• **What this exercise asks**
1. Write out the part of the birthday thread for Leslie that opens with the words containing "## mckennasedona (Feb" and closes with "in Pomona, right?".
2. Using the birthday thread for Leslie, say whether each statement agrees with the text. Answer yes or no for each and quote the words that decide it. (a) Lina suggests giving Tori a few extra carrots. (b) maryam187 suggests eating chocolate cake. (c) Leslie asks whether the picture was taken at the dog show in Pomona.
3. In the birthday thread for Leslie, what does Cazzie send to Tori?

• **Page excerpt**

# Happy Birthday Leslie!



## ama0722 (Nov 28, 2006)

I hope you HAV a great Birthday and Tori gives you plenty of kisses!!!!


----------



## Kathy (Nov 9, 2006)

HAPPY BIRTHDAY LESLIE!!!!!! YOU ARE NOT GETTING OLDER, ONLY BETTER!!!


----------



## mintchip (Apr 19, 2007)

*Hope it will be a great day and year!*


----------



## irnfit (Nov 21, 2006)

Happy Birthday, Leslie. All the best for the year ahead!


----------



## Salsa's Mom (Mar 18, 2008)

Happy Birthday Leslie!!! arty: What a cute picture of you and Tori!


----------



## Cheryl (Mar 17, 2007)

Happy, Happy Birthday, Leslie!


----------



## Sissygirl (Aug 8, 2007)

Hope you hav a wonderful day!!


----------



## suzyfrtz (Nov 12, 2007)

Have a wonderful day, Leslie. Cazzie sends lickies to Tori and wags his tail for both of you!

Hugs,
Suzy


----------



## Lina (Apr 26, 2007)

Happy happy Birthday Leslie!!! arty:

Hope you get to enjoy the day... make sure to sneak in a few extra carrots to Tori and maybe a few extra cake slices for you!


----------



## Doggie Nut (Oct 20, 2006)

HAPPY BIRTHDAY LESLIE! CELEBRATE!!


----------



## maryam187 (Jul 18, 2007)

*Happy Birthday Leslie!* I agree, that is a very sweet picture of you 2. I have a great idea that would combine Lina's suggestions for you and Tori: eat CARROT CAKE :cheer2:


----------



## Jill in Mich (Feb 24, 2008)

Happy, happy birthday Leslie. I hope you had a wonderful day and can extend it out for at least the next week!


----------



## Julie (Feb 8, 2007)

:drum: HAPPY BIRTHDAY LESLIE! :drum:

Hope you have a great day!

The picture is super sweet!


----------



## imamurph (Apr 15, 2008)




----------



## Beamer (Jan 29, 2007)

Happy Birthday Leslie!

Ryan


----------



## LuvCicero (Mar 31, 2008)

"HAPPY BIRTHDAY"
I hope Tori gives you lots and lots of lickies!!


----------



## Paige (Sep 12, 2006)

Happy Birthday Leslie.


----------



## trueblue (Jan 22, 2008)

How did I miss this? 

Hope you had a lovely Birthday, Leslie! Smooches from Cricket & Gang!


----------



## Leeann (Feb 28, 2007)

*Happy Birthday Leslie *


----------



## Laurief (Nov 7, 2006)

Hope you have a wonderful Birthday Leslie


----------



## mckennasedona (Feb 20, 2007)

Happy Belated Birthday Leslie. I hope you had a wonderful day.


----------



## Leslie (Feb 28, 2007)

Thank you! You all are the BEST!!! :grouphug: 

Amanda~ it took awhile for me to figure out where that pic was taken, it's the dog show in Pomona, right?

• **Data lines**
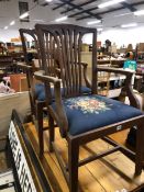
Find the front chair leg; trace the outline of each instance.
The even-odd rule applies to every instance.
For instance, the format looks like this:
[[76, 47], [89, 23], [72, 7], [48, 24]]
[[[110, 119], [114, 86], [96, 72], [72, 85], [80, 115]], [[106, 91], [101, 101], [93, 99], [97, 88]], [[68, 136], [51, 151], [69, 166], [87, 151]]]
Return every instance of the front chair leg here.
[[49, 125], [49, 153], [53, 153], [53, 145], [52, 143], [55, 139], [55, 126], [54, 126], [54, 120], [51, 115], [48, 115], [48, 125]]
[[78, 191], [79, 144], [68, 138], [69, 192]]
[[44, 154], [44, 135], [43, 135], [43, 104], [36, 103], [36, 118], [37, 118], [37, 132], [38, 132], [38, 155], [40, 157]]
[[135, 174], [139, 176], [143, 169], [144, 162], [144, 126], [141, 124], [136, 132], [136, 158], [135, 158]]

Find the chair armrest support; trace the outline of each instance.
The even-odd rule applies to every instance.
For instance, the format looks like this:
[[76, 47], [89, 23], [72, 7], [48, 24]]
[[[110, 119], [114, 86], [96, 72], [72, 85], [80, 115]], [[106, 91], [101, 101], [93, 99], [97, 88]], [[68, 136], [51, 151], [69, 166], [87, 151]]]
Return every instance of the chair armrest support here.
[[[137, 100], [137, 98], [135, 97], [133, 89], [132, 89], [132, 76], [133, 71], [128, 71], [124, 69], [115, 69], [115, 68], [111, 68], [111, 67], [98, 67], [97, 71], [106, 71], [106, 72], [114, 72], [114, 74], [121, 74], [121, 75], [125, 75], [126, 79], [125, 79], [125, 87], [122, 88], [121, 94], [120, 94], [120, 100], [122, 97], [128, 95], [129, 100], [130, 100], [130, 104], [134, 108], [140, 109], [140, 102]], [[125, 94], [126, 93], [126, 94]]]
[[84, 71], [84, 79], [85, 79], [86, 86], [91, 89], [91, 82], [90, 82], [90, 80], [89, 80], [89, 78], [87, 76], [88, 64], [86, 64], [86, 63], [77, 63], [77, 65], [81, 65], [82, 66], [82, 68], [84, 68], [84, 70], [82, 70]]

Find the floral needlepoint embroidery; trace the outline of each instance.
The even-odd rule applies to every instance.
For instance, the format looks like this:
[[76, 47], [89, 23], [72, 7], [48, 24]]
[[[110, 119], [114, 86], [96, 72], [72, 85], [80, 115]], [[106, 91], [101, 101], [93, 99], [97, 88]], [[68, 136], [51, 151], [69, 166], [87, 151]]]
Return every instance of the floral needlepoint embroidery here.
[[96, 97], [78, 97], [68, 99], [66, 101], [66, 105], [69, 109], [80, 110], [82, 113], [95, 113], [99, 114], [100, 112], [104, 112], [107, 110], [111, 110], [107, 103]]

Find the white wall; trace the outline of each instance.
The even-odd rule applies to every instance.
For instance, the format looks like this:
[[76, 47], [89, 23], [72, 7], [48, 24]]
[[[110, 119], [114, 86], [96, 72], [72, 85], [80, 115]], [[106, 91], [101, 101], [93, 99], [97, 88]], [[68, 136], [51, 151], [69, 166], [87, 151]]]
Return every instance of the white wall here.
[[11, 42], [11, 38], [18, 37], [18, 30], [0, 30], [0, 42]]

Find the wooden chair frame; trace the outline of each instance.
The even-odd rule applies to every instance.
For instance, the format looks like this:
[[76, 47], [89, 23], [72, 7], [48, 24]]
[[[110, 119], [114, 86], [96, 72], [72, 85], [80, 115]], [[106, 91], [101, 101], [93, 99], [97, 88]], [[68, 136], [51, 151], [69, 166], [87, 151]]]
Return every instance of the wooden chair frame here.
[[[56, 157], [59, 161], [59, 166], [62, 168], [62, 171], [65, 176], [65, 179], [68, 183], [69, 187], [69, 191], [70, 192], [77, 192], [78, 191], [78, 167], [84, 166], [92, 160], [96, 160], [98, 158], [101, 158], [106, 155], [110, 155], [117, 150], [122, 151], [124, 155], [126, 155], [128, 157], [130, 157], [132, 160], [135, 161], [135, 174], [140, 174], [142, 172], [142, 167], [143, 167], [143, 161], [144, 161], [144, 151], [142, 149], [141, 146], [144, 145], [144, 127], [143, 127], [143, 122], [144, 122], [144, 115], [140, 115], [136, 117], [132, 117], [119, 123], [114, 123], [108, 126], [103, 126], [103, 127], [99, 127], [92, 131], [88, 131], [86, 133], [82, 134], [78, 134], [76, 136], [70, 135], [70, 133], [68, 132], [68, 121], [67, 121], [67, 116], [65, 113], [65, 109], [63, 106], [63, 98], [62, 98], [62, 92], [60, 92], [60, 83], [63, 81], [64, 74], [63, 74], [63, 63], [65, 63], [62, 59], [62, 55], [59, 56], [59, 63], [62, 68], [60, 70], [60, 77], [62, 77], [62, 81], [58, 78], [55, 77], [51, 77], [47, 75], [46, 70], [47, 70], [47, 60], [46, 60], [46, 56], [45, 56], [45, 43], [44, 43], [44, 34], [49, 32], [51, 34], [54, 34], [55, 38], [56, 35], [59, 33], [63, 34], [65, 36], [66, 34], [66, 30], [69, 31], [75, 31], [76, 34], [77, 32], [79, 32], [80, 34], [85, 34], [85, 33], [92, 33], [93, 35], [93, 42], [92, 42], [92, 84], [91, 84], [91, 90], [92, 90], [92, 94], [97, 94], [97, 72], [98, 71], [107, 71], [107, 72], [115, 72], [115, 74], [122, 74], [126, 76], [126, 83], [125, 83], [125, 88], [123, 89], [124, 91], [126, 91], [128, 97], [130, 99], [130, 102], [133, 106], [139, 105], [139, 102], [136, 100], [136, 98], [134, 97], [133, 92], [132, 92], [132, 87], [131, 87], [131, 78], [132, 78], [132, 72], [130, 71], [124, 71], [124, 70], [120, 70], [120, 69], [114, 69], [114, 68], [98, 68], [97, 67], [97, 47], [96, 47], [96, 42], [97, 42], [97, 30], [96, 29], [87, 29], [87, 27], [80, 27], [80, 26], [76, 26], [76, 25], [69, 25], [69, 24], [60, 24], [60, 25], [36, 25], [36, 33], [38, 36], [38, 42], [40, 42], [40, 48], [41, 48], [41, 54], [42, 54], [42, 63], [45, 67], [45, 71], [44, 74], [36, 71], [35, 72], [35, 77], [40, 80], [43, 80], [45, 82], [45, 90], [46, 90], [46, 104], [47, 104], [47, 110], [49, 113], [49, 151], [53, 151], [53, 149], [55, 150]], [[75, 33], [74, 32], [74, 33]], [[69, 32], [70, 33], [70, 32]], [[58, 47], [59, 48], [59, 47]], [[75, 48], [75, 47], [74, 47]], [[75, 50], [74, 50], [75, 52]], [[79, 53], [79, 49], [78, 49]], [[80, 54], [80, 53], [79, 53]], [[64, 55], [66, 55], [64, 53]], [[80, 60], [79, 60], [80, 61]], [[80, 63], [79, 63], [80, 64]], [[52, 108], [52, 100], [49, 95], [49, 84], [53, 83], [54, 84], [54, 92], [55, 92], [55, 103], [56, 103], [56, 110], [54, 111]], [[79, 93], [80, 94], [80, 93]], [[70, 97], [77, 97], [79, 95], [77, 92], [75, 92], [73, 95], [70, 94], [66, 94], [66, 98], [70, 98]], [[54, 121], [57, 122], [57, 125], [59, 126], [59, 131], [63, 137], [66, 138], [67, 143], [68, 143], [68, 163], [65, 166], [64, 161], [62, 160], [62, 157], [59, 157], [59, 153], [56, 148], [56, 145], [54, 143], [54, 138], [55, 138], [55, 132], [54, 132]], [[136, 153], [134, 154], [133, 151], [129, 150], [128, 148], [117, 144], [115, 142], [111, 140], [109, 138], [108, 135], [113, 134], [115, 132], [120, 132], [123, 129], [126, 129], [128, 127], [137, 125], [137, 136], [136, 136]], [[103, 140], [106, 140], [107, 143], [111, 144], [113, 146], [112, 149], [109, 149], [102, 154], [99, 155], [93, 155], [92, 157], [88, 157], [81, 161], [79, 161], [79, 147], [81, 145], [85, 145], [91, 140], [101, 138]]]
[[[45, 101], [38, 101], [36, 99], [35, 88], [34, 88], [34, 66], [33, 66], [34, 64], [33, 61], [29, 61], [27, 59], [27, 49], [26, 49], [25, 37], [24, 37], [24, 34], [32, 36], [35, 42], [36, 49], [38, 50], [36, 32], [35, 30], [26, 30], [26, 29], [20, 29], [19, 32], [21, 35], [25, 64], [18, 63], [18, 67], [22, 68], [24, 72], [26, 72], [31, 113], [32, 113], [31, 115], [32, 115], [32, 121], [34, 122], [38, 132], [40, 157], [42, 157], [44, 153], [43, 133], [48, 128], [48, 127], [44, 127], [44, 123], [43, 123], [43, 112], [44, 112], [44, 108], [46, 106], [46, 103]], [[37, 52], [37, 55], [38, 55], [40, 69], [42, 69], [40, 52]]]

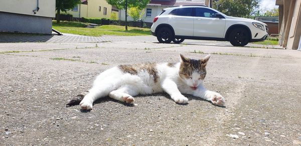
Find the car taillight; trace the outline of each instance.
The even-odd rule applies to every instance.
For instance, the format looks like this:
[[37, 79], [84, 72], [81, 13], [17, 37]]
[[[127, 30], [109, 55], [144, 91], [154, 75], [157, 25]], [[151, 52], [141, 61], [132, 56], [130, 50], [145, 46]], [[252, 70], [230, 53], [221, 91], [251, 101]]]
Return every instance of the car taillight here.
[[154, 18], [154, 21], [153, 21], [153, 23], [156, 22], [157, 22], [157, 20], [158, 20], [159, 18], [158, 18], [158, 16], [156, 16]]

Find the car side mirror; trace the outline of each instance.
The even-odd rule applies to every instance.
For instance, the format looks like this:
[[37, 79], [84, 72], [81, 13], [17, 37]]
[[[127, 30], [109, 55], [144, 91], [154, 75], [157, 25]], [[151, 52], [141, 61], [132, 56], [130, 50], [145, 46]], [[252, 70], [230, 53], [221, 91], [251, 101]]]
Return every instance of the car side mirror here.
[[215, 18], [224, 18], [224, 16], [223, 16], [220, 14], [214, 14], [214, 17]]

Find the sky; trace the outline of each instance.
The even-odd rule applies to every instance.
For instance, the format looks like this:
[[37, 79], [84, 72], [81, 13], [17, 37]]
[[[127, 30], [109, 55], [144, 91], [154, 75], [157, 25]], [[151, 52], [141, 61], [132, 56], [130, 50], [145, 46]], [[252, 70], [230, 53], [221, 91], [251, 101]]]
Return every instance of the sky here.
[[278, 8], [278, 6], [275, 5], [276, 0], [261, 0], [259, 9], [270, 10], [275, 8]]

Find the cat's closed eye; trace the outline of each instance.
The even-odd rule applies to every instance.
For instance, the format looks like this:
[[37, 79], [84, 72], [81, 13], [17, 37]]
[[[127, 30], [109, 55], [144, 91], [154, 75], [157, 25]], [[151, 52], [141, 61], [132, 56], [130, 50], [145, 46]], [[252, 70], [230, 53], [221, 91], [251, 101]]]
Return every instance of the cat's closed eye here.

• **Completed exercise**
1.
## mckennasedona (Feb 20, 2007)

Happy Belated Birthday Leslie. I hope you had a wonderful day.


----------



## Leslie (Feb 28, 2007)

Thank you! You all are the BEST!!! :grouphug: 

Amanda~ it took awhile for me to figure out where that pic was taken, it's the dog show in Pomona, right?

2.
(a) Yes: "make sure to sneak in a few extra carrots to Tori"
(b) No: "eat CARROT CAKE"
(c) Yes: "it's the dog show in Pomona, right?"

3. Lickies.